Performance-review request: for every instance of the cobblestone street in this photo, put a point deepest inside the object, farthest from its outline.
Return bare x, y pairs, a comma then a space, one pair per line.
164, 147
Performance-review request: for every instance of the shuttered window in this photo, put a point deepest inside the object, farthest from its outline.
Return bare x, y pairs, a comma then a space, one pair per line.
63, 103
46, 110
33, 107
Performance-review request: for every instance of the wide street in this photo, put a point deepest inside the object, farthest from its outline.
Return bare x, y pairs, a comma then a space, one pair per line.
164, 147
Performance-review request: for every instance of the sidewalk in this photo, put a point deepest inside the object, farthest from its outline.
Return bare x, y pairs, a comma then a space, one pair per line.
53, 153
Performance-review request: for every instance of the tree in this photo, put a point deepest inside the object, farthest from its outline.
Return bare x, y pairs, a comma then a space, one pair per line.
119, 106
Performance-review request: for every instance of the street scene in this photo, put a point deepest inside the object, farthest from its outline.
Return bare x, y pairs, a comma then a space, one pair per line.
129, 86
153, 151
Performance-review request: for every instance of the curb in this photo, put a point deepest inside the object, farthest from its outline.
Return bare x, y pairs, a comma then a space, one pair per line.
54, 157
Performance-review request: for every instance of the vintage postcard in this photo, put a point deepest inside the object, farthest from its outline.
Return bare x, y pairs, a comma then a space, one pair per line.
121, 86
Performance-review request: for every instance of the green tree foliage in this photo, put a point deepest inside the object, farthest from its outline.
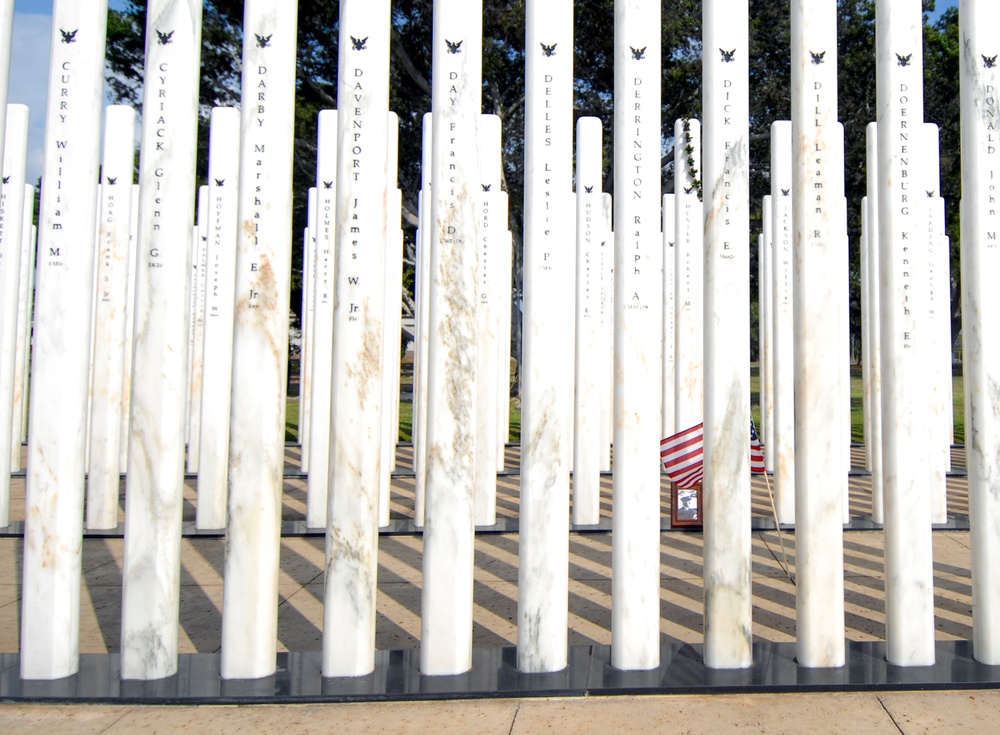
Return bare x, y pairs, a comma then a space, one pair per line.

·····

_Your objective_
Quote the preceding records in their entirety, excluding every picture.

_Result of this task_
Performance-review request: for every instance of the cobblestone street in this photo, put a point deepest inside the object, farthest from its outline.
Return bare x, y pairs, a comma then a space, one pair per line.
164, 147
Performance-review request: for every instance of the shuttered window in this photo, put a point deepest inside the object, farthest from its outline.
Return bare x, y pairs, a comma then a space, one pair per line.
63, 103
46, 110
33, 107
Performance-review request: for every instance of the wide street in this photo, put a point deepest inside the object, farthest from its outline.
Return bare x, y pairs, a comma then a space, one pair per line.
164, 147
Performance-review request: for every instance of the sidewalk in this photo, put a point deepest inside the object, farthest from its outline.
Return bare x, y pairs, a comma then a space, one pair per line.
53, 153
Performance-review request: for every instance of the tree in this photo, put a point deepest inside the object, farthest from its outline.
Return bare x, y pairs, a comma then a space, one pair per line.
119, 106
Performance-review request: for every instance of the street scene in this photo, put a point deepest inside the object, farthest from its outline.
Return bare x, y pairs, a comma then a space, one pair per line.
129, 86
153, 151
Performance-review request: for every instance of the curb in this photo, put a point deepest inside the object, farthest from its outline.
Return bare x, y pairs, a comma then a space, one pair per line.
54, 157
Performance-review request: for every instance of the vintage postcard in this photo, put a point deepest inside the object, farthest from its outline.
Return bare x, y pairs, a comma then a space, one pair per line.
121, 86
Performance-review request: for every instance of the green tree foliage in this photo, put a point deepest inside the object, farthest from its outline.
Return bare x, y pairs, a comma then a space, one pair per line.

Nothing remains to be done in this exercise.